→ **Aim of the task**:
Reproduce word for word the stretch of the context-manager excerpt from "- Inject exactly" through "extracted into the ledger.".

→ **Excerpt provided**:
--*--

Compaction should not spam:
- only fire on threshold crossing or after a clear reset,
- clear the latch after successful compaction or after tokens fall back below the trigger zone.
Reason:
- This is the earliest safe extension-controlled point that uses real usage data.
- It directly satisfies the requirement to compact earlier than Pi core.
### 5. Remove footer status noise
Remove `ctx.ui.setStatus("context-manager", ...)` updates.
Keep:
- `/ctx-status` for explicit inspection.
- Snapshot persistence and internal pressure tracking.
Do not keep:
- automatic footer text like `ctx green/yellow/red/compact`.
## Data flow after the change
1. `turn_end`
- Sync model context window.
- Observe actual context tokens.
- Persist snapshot.
- If the extension's red-zone compaction gate trips, request compaction immediately.
2. `session_compact` / `session_tree`
- Persist summary artifacts to snapshot state.
- Re-ingest them into the ledger.
- Arm one-shot resume injection.
3. `context`
- Remove raw `compactionSummary` and `branchSummary` messages from the outgoing message list.
- Prune remaining conversation by recent turn suffix.
- Distill bulky kept tool results when allowed by zone.
- Inject exactly one hidden lean packet or lean resume packet.
## Testing
### `src/prune.test.ts`
Add coverage for:
- dropping entire older turns instead of retaining their user and assistant messages,
- preserving the newest turn intact,
- distilling bulky tool results only inside older kept turns,
- stronger suffix tightening as zone worsens,
- preserving ordering safety for assistant/tool-result groups.
### `src/runtime.test.ts`
Add coverage for:
- `buildResumePacket()` no longer containing raw `## Latest compaction handoff` or `## Latest branch handoff` sections,
- lean resume output still containing current goal, task, constraints, decisions, and blockers extracted into the ledger.
### `src/extension.test.ts`
Add coverage for:
- filtering raw `compactionSummary` and `branchSummary` messages from the `context` payload,
- triggering extension-driven compaction once pressure reaches the red zone without waiting for Pi core's later threshold,
- not repeatedly triggering compaction while a latch/cooldown is active,
- no `context-manager` footer status writes,
- `/ctx-status` still reporting mode, zone, packet size, and summary presence.

--*--

→ **Record excerpts**:
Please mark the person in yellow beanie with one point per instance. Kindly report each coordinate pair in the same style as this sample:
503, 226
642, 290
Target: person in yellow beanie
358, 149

--*--

→ **Task output**:
- Inject exactly one hidden lean packet or lean resume packet.
## Testing
### `src/prune.test.ts`
Add coverage for:
- dropping entire older turns instead of retaining their user and assistant messages,
- preserving the newest turn intact,
- distilling bulky tool results only inside older kept turns,
- stronger suffix tightening as zone worsens,
- preserving ordering safety for assistant/tool-result groups.
### `src/runtime.test.ts`
Add coverage for:
- `buildResumePacket()` no longer containing raw `## Latest compaction handoff` or `## Latest branch handoff` sections,
- lean resume output still containing current goal, task, constraints, decisions, and blockers extracted into the ledger.